____ RECORDS FOR THIS EXERCISE

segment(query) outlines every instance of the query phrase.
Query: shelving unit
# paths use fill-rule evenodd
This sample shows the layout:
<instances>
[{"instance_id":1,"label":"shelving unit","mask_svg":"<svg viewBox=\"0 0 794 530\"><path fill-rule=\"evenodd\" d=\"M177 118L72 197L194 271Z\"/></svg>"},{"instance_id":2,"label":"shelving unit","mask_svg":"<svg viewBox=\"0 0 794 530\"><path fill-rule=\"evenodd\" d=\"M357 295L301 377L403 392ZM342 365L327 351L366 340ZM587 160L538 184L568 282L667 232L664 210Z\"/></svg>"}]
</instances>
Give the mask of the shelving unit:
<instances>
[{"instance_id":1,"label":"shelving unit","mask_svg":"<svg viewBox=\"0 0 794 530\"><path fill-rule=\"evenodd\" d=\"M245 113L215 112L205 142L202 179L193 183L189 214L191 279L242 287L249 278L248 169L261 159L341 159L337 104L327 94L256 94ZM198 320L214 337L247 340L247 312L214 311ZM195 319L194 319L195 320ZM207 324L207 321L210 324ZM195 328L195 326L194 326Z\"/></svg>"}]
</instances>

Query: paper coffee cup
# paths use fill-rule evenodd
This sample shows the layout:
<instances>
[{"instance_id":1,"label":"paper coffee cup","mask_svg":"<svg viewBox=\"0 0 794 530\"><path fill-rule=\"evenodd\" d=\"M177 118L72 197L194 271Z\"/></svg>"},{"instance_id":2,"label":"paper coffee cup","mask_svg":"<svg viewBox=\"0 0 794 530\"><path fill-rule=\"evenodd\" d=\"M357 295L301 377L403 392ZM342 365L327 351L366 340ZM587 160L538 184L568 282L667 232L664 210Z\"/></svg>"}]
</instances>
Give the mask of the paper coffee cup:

________

• **EXERCISE**: Working from the material above, retype it in its entirety without change.

• **EXERCISE RESULT**:
segment(query) outlines every instance of the query phrase.
Query: shelving unit
# paths use fill-rule evenodd
This sample shows the layout:
<instances>
[{"instance_id":1,"label":"shelving unit","mask_svg":"<svg viewBox=\"0 0 794 530\"><path fill-rule=\"evenodd\" d=\"M177 118L72 197L194 271Z\"/></svg>"},{"instance_id":2,"label":"shelving unit","mask_svg":"<svg viewBox=\"0 0 794 530\"><path fill-rule=\"evenodd\" d=\"M357 295L301 377L403 392ZM342 365L327 351L366 340ZM587 160L538 184L568 282L667 232L664 210Z\"/></svg>"}]
</instances>
Give the mask of the shelving unit:
<instances>
[{"instance_id":1,"label":"shelving unit","mask_svg":"<svg viewBox=\"0 0 794 530\"><path fill-rule=\"evenodd\" d=\"M245 113L215 112L205 142L202 179L193 183L189 214L191 279L242 287L249 278L248 169L261 159L341 159L337 104L327 94L256 94ZM198 320L214 337L247 340L247 312L214 311ZM195 319L194 319L195 320ZM207 324L207 321L210 324ZM195 328L195 326L194 326Z\"/></svg>"}]
</instances>

Query: paper coffee cup
# paths use fill-rule evenodd
This sample shows the layout:
<instances>
[{"instance_id":1,"label":"paper coffee cup","mask_svg":"<svg viewBox=\"0 0 794 530\"><path fill-rule=\"evenodd\" d=\"M177 118L72 197L194 271Z\"/></svg>"},{"instance_id":2,"label":"paper coffee cup","mask_svg":"<svg viewBox=\"0 0 794 530\"><path fill-rule=\"evenodd\" d=\"M357 295L301 377L403 392ZM342 365L327 351L366 340ZM587 160L538 184L568 282L667 232L664 210Z\"/></svg>"}]
</instances>
Give the mask of the paper coffee cup:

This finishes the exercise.